=== Stated exercise ===
Pick out every line of the listing below that contains the string "rock" and copy each one in full. Match case exactly.

=== Available data ===
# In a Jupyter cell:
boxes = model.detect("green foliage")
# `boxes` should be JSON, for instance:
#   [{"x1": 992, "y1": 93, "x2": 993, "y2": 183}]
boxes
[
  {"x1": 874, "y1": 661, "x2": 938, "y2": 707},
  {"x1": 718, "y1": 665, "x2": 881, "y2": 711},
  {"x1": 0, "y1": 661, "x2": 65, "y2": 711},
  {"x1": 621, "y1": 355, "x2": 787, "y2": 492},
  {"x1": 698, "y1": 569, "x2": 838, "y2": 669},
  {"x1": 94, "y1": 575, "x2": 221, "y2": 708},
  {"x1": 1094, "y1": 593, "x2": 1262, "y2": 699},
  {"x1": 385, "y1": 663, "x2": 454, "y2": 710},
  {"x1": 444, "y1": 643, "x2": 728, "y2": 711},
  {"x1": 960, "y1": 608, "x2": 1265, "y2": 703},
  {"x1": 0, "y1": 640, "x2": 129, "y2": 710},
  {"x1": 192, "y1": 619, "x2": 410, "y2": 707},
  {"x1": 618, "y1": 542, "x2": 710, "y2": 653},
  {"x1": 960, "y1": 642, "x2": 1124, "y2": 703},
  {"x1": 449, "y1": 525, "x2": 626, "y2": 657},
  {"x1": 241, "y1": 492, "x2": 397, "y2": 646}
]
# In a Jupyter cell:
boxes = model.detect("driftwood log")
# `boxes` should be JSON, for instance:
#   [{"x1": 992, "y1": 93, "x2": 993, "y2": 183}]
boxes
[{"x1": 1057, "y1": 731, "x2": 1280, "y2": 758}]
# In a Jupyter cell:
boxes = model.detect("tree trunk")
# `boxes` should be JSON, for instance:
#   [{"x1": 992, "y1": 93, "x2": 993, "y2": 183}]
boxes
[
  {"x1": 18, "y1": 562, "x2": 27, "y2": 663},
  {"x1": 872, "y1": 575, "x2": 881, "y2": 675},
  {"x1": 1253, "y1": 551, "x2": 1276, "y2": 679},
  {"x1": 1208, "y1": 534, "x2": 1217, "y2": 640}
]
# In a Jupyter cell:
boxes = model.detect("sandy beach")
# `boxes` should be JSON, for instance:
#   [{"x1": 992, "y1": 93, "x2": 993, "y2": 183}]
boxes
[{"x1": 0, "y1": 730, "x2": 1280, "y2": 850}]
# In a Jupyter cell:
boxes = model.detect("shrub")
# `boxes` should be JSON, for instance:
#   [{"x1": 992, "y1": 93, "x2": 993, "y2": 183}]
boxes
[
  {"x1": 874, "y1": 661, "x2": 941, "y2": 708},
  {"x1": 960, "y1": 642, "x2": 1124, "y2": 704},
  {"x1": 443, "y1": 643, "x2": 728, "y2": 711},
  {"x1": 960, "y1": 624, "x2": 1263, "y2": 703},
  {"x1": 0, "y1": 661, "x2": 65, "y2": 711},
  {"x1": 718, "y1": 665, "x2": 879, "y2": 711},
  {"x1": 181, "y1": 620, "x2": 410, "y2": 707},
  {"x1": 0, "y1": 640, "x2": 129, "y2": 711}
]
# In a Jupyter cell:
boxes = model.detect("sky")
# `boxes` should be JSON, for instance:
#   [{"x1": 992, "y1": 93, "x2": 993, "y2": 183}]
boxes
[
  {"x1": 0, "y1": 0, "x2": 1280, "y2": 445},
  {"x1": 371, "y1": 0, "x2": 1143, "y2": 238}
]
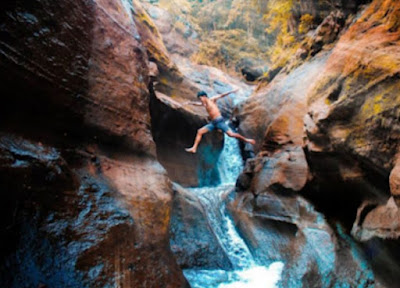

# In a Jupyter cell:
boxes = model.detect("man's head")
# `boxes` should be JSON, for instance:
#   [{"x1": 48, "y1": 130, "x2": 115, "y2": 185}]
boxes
[{"x1": 197, "y1": 91, "x2": 208, "y2": 99}]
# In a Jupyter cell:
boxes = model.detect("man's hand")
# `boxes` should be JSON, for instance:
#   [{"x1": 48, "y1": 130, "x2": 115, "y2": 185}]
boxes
[
  {"x1": 210, "y1": 88, "x2": 239, "y2": 101},
  {"x1": 181, "y1": 101, "x2": 203, "y2": 106}
]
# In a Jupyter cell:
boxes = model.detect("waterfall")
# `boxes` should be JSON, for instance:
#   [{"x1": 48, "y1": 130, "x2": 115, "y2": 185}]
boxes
[{"x1": 184, "y1": 135, "x2": 283, "y2": 288}]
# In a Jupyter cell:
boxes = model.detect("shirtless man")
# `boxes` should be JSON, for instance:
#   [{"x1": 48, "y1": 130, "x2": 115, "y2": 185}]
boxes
[{"x1": 185, "y1": 90, "x2": 256, "y2": 153}]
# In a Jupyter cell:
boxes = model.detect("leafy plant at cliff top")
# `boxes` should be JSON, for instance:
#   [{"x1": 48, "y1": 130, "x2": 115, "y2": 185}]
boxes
[
  {"x1": 264, "y1": 0, "x2": 300, "y2": 69},
  {"x1": 192, "y1": 29, "x2": 265, "y2": 71}
]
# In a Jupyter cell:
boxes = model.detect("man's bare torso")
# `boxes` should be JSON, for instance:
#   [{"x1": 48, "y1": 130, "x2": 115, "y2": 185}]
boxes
[{"x1": 204, "y1": 99, "x2": 221, "y2": 120}]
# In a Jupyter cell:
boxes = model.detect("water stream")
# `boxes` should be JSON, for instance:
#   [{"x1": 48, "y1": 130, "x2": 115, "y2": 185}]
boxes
[{"x1": 184, "y1": 136, "x2": 283, "y2": 288}]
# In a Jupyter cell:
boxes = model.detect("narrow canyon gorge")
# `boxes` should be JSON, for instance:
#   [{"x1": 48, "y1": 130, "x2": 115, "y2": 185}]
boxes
[{"x1": 0, "y1": 0, "x2": 400, "y2": 288}]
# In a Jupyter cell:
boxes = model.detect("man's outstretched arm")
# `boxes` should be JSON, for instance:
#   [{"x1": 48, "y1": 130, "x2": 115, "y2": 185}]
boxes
[
  {"x1": 210, "y1": 89, "x2": 239, "y2": 101},
  {"x1": 182, "y1": 101, "x2": 203, "y2": 106}
]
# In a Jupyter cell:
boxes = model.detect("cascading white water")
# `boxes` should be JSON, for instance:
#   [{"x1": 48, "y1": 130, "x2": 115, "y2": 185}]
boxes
[{"x1": 184, "y1": 136, "x2": 283, "y2": 288}]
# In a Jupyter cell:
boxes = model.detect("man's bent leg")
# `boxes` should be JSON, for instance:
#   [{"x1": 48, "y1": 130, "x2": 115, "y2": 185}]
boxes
[{"x1": 185, "y1": 125, "x2": 210, "y2": 153}]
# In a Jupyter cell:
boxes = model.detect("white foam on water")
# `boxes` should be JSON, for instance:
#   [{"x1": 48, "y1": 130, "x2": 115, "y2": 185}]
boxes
[
  {"x1": 184, "y1": 136, "x2": 284, "y2": 288},
  {"x1": 184, "y1": 262, "x2": 284, "y2": 288}
]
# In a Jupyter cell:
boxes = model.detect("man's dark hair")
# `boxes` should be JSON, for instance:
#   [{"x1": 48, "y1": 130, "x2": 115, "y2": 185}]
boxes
[{"x1": 197, "y1": 91, "x2": 208, "y2": 98}]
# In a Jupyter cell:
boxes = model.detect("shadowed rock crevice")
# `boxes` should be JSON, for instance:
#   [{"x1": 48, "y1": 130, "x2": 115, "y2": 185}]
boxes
[{"x1": 150, "y1": 87, "x2": 224, "y2": 187}]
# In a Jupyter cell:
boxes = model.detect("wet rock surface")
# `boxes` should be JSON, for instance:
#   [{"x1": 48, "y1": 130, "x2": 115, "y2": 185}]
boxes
[
  {"x1": 170, "y1": 184, "x2": 232, "y2": 270},
  {"x1": 230, "y1": 192, "x2": 375, "y2": 287},
  {"x1": 0, "y1": 0, "x2": 188, "y2": 287}
]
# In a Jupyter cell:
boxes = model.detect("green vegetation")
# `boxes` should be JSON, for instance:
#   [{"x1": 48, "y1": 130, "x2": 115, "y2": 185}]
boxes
[{"x1": 147, "y1": 0, "x2": 333, "y2": 73}]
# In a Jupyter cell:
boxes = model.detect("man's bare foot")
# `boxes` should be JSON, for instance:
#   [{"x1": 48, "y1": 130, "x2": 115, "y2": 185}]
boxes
[
  {"x1": 185, "y1": 147, "x2": 196, "y2": 154},
  {"x1": 246, "y1": 139, "x2": 256, "y2": 145}
]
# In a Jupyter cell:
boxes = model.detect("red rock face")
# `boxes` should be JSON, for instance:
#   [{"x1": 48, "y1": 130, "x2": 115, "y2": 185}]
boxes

=== Finished answer ===
boxes = model.detect("shadowed rock crevice")
boxes = model.detect("wet rock surface")
boxes = model.detect("red rock face")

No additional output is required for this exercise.